§ STATED EXERCISE 1
Print the records from their first line through the line containing "xmin=1 ymin=1 xmax=315 ymax=197", with both of those lines included. Omit the pictures.

____ ARTICLE

Wednesday, May 31, 2023

Restorative Practice PLD with Marg Thorsborne

Restorative Practice is a waka we're currently boarding at Te Māhuri Mānuka. As with any school, some staff are already seated and ready to go, others are tentatively finding their spot, and some are possibly hanging at the back of the line deciding if this is a journey they want to embark on.

Two day PLD sessions can be long and tiresome, often only made bearable with a good lunchtime spread and strong coffee. While the coffee on offer was devastatingly instant, the knowledge, skills, and absolute conviction with which this content was offered was the best I've seen in a long time. 

Marg Thorsborne is the Restorative Practice guru, and an incredibly powerful facilitator. If ever you are offered the opportunity to listen to this wahine toa, take it.  I was absolutely hooked from the moment Marg stood and acknowledged mana whenua, throughout all the quirky anecdotes from the coal face of her experiences, to the final moments when she sent us away to go forth and restore the ruptures. 


Ideas taken from the day

                        CONNECT BEFORE CONTENT!

  • Kids need to recognise their own feelings too.
  • Interoception - sensing internal signals from your body. Helps you understand what's going on inside you.
  • We need to move away from behaviourism - that behaviours are acquired through conditioning.
  • Zero tolerance is nonsense. 
  • There is no 'one size fits all' model
  • Stand downs allow breathing time and a break/reset (I don't see a problem with this if all other avenues have been exhausted).
  • PB4L - contingent on 'good behaviour.' It's reward for compliance. Extrinsically motivated. Think Skinner (human behaviour conditioning) and Pavolv (animals for goodness sake!)
  • If we're going to use PB4L, let's call it PC4L - Positive Culture or Climate for Learning.
  • We are trying to create good habits in our young people. Neuroscience - practise literally changes your brain. "Perfect practice makes perfect!"
  • It can take 28 focused repetitions to unconsciously competent at something. Nathan Wallace says 90!
  •  We want to bridge the gap between home and school. Expectations can narrow the gap. Kids learn 'code switching' - learn the rules and play by the rules.
  • For teachers - Be authentic, be genuine. Allow vulnerability. 
  • Unattended ruptures cause the erosion of trust.
  • Teach what shame and pride are in class!
  • When the brain is in cognitive shock the rational brain shuts down, leaving the limbic (emotional brain) to say 'piss off' and the reptilian brain (stem) to go into fight/flight/freeze mode. 















Very interesting to note when I think of some of our cherubs.  
Bruce Perry
  • Shame is feeling bad about yourself as a person.

________
____ RECORDS SHOWN

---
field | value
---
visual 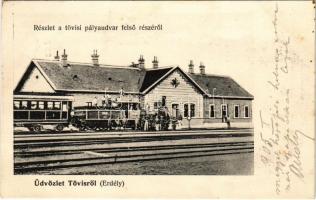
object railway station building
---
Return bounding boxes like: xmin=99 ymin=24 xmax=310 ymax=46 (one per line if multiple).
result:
xmin=14 ymin=51 xmax=254 ymax=128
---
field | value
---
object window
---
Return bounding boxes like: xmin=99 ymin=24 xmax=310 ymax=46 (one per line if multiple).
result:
xmin=190 ymin=104 xmax=195 ymax=117
xmin=245 ymin=106 xmax=249 ymax=118
xmin=154 ymin=101 xmax=161 ymax=109
xmin=21 ymin=101 xmax=27 ymax=109
xmin=234 ymin=105 xmax=239 ymax=118
xmin=222 ymin=104 xmax=227 ymax=117
xmin=183 ymin=103 xmax=195 ymax=117
xmin=31 ymin=101 xmax=37 ymax=110
xmin=13 ymin=101 xmax=20 ymax=109
xmin=47 ymin=101 xmax=54 ymax=110
xmin=38 ymin=101 xmax=44 ymax=110
xmin=210 ymin=104 xmax=215 ymax=118
xmin=183 ymin=103 xmax=189 ymax=117
xmin=161 ymin=96 xmax=167 ymax=106
xmin=63 ymin=101 xmax=67 ymax=111
xmin=54 ymin=101 xmax=60 ymax=110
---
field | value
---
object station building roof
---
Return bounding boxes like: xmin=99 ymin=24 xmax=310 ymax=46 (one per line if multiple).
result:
xmin=14 ymin=59 xmax=253 ymax=99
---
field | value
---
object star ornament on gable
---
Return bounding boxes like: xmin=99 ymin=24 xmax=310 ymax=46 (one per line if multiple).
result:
xmin=171 ymin=78 xmax=180 ymax=88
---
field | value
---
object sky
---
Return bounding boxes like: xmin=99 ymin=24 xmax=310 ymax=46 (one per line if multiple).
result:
xmin=4 ymin=1 xmax=313 ymax=97
xmin=1 ymin=1 xmax=315 ymax=197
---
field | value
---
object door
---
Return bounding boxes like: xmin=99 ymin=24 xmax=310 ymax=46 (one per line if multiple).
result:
xmin=172 ymin=104 xmax=179 ymax=117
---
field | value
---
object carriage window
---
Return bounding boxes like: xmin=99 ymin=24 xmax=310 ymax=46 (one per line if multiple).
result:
xmin=210 ymin=104 xmax=215 ymax=118
xmin=38 ymin=101 xmax=44 ymax=109
xmin=31 ymin=101 xmax=37 ymax=109
xmin=47 ymin=101 xmax=53 ymax=110
xmin=54 ymin=101 xmax=60 ymax=109
xmin=183 ymin=103 xmax=195 ymax=117
xmin=13 ymin=101 xmax=20 ymax=109
xmin=190 ymin=104 xmax=195 ymax=117
xmin=183 ymin=103 xmax=189 ymax=117
xmin=234 ymin=105 xmax=239 ymax=118
xmin=245 ymin=106 xmax=249 ymax=118
xmin=222 ymin=104 xmax=227 ymax=117
xmin=154 ymin=101 xmax=161 ymax=109
xmin=63 ymin=101 xmax=67 ymax=111
xmin=21 ymin=101 xmax=27 ymax=109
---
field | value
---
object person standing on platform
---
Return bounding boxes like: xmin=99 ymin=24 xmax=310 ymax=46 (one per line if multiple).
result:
xmin=144 ymin=116 xmax=149 ymax=131
xmin=92 ymin=96 xmax=98 ymax=107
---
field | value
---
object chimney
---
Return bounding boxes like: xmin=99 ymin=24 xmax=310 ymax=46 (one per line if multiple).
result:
xmin=153 ymin=56 xmax=158 ymax=69
xmin=61 ymin=49 xmax=68 ymax=67
xmin=54 ymin=51 xmax=60 ymax=61
xmin=200 ymin=62 xmax=205 ymax=75
xmin=138 ymin=55 xmax=145 ymax=69
xmin=91 ymin=50 xmax=99 ymax=66
xmin=189 ymin=60 xmax=194 ymax=74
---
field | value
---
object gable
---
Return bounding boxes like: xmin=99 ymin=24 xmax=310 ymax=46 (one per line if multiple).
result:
xmin=148 ymin=68 xmax=201 ymax=95
xmin=142 ymin=67 xmax=205 ymax=94
xmin=18 ymin=66 xmax=55 ymax=93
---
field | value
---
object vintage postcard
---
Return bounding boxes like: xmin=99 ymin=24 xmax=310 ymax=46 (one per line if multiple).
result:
xmin=0 ymin=1 xmax=315 ymax=198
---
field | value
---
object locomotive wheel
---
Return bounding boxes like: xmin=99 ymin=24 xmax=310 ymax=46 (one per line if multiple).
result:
xmin=79 ymin=126 xmax=86 ymax=131
xmin=33 ymin=125 xmax=42 ymax=133
xmin=56 ymin=124 xmax=64 ymax=132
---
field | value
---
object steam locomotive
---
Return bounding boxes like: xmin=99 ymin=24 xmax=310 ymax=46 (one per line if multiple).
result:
xmin=13 ymin=95 xmax=175 ymax=132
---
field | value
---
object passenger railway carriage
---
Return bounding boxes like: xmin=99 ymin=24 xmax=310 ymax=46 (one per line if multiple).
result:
xmin=13 ymin=95 xmax=73 ymax=131
xmin=14 ymin=51 xmax=253 ymax=131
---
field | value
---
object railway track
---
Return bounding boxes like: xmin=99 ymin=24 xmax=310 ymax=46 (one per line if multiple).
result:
xmin=14 ymin=129 xmax=254 ymax=174
xmin=14 ymin=130 xmax=253 ymax=149
xmin=14 ymin=142 xmax=253 ymax=174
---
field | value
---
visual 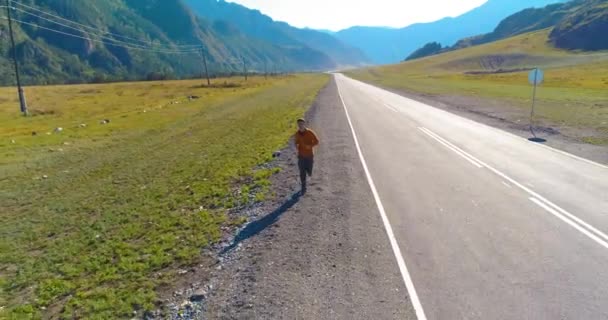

________

§ STATED EXERCISE 2
Output, word for word, the passage of the post on restorative practice that opens with the words containing "Ideas taken from" and closes with "Climate for Learning.".

§ COMPLETE RESPONSE 1
---
field | value
---
visual 
object railway station building
---
Return bounding boxes like: xmin=99 ymin=24 xmax=310 ymax=46 (one per line if multiple).
result:
xmin=14 ymin=51 xmax=254 ymax=128
---
field | value
---
object window
---
Return bounding boxes like: xmin=99 ymin=24 xmax=310 ymax=46 (one per line if multiple).
result:
xmin=190 ymin=104 xmax=195 ymax=117
xmin=245 ymin=106 xmax=249 ymax=118
xmin=154 ymin=101 xmax=161 ymax=109
xmin=21 ymin=101 xmax=27 ymax=109
xmin=234 ymin=105 xmax=239 ymax=118
xmin=222 ymin=104 xmax=227 ymax=117
xmin=183 ymin=103 xmax=195 ymax=117
xmin=31 ymin=101 xmax=37 ymax=110
xmin=13 ymin=101 xmax=20 ymax=109
xmin=47 ymin=101 xmax=54 ymax=110
xmin=38 ymin=101 xmax=44 ymax=110
xmin=210 ymin=104 xmax=215 ymax=118
xmin=183 ymin=103 xmax=189 ymax=117
xmin=161 ymin=96 xmax=167 ymax=106
xmin=63 ymin=101 xmax=67 ymax=111
xmin=54 ymin=101 xmax=60 ymax=110
---
field | value
---
object station building roof
---
Return bounding boxes like: xmin=99 ymin=24 xmax=310 ymax=46 (one per line if multiple).
result:
xmin=14 ymin=59 xmax=253 ymax=99
---
field | value
---
object star ornament on gable
---
Return bounding boxes like: xmin=99 ymin=24 xmax=310 ymax=46 (one per line if multiple).
result:
xmin=171 ymin=78 xmax=180 ymax=88
---
field | value
---
object sky
---
Return bounding boxes like: xmin=99 ymin=24 xmax=310 ymax=46 (one per line if multiple).
result:
xmin=4 ymin=1 xmax=313 ymax=97
xmin=1 ymin=1 xmax=315 ymax=197

§ COMPLETE RESPONSE 2
Ideas taken from the day

                        CONNECT BEFORE CONTENT!

  • Kids need to recognise their own feelings too.
  • Interoception - sensing internal signals from your body. Helps you understand what's going on inside you.
  • We need to move away from behaviourism - that behaviours are acquired through conditioning.
  • Zero tolerance is nonsense. 
  • There is no 'one size fits all' model
  • Stand downs allow breathing time and a break/reset (I don't see a problem with this if all other avenues have been exhausted).
  • PB4L - contingent on 'good behaviour.' It's reward for compliance. Extrinsically motivated. Think Skinner (human behaviour conditioning) and Pavolv (animals for goodness sake!)
  • If we're going to use PB4L, let's call it PC4L - Positive Culture or Climate for Learning.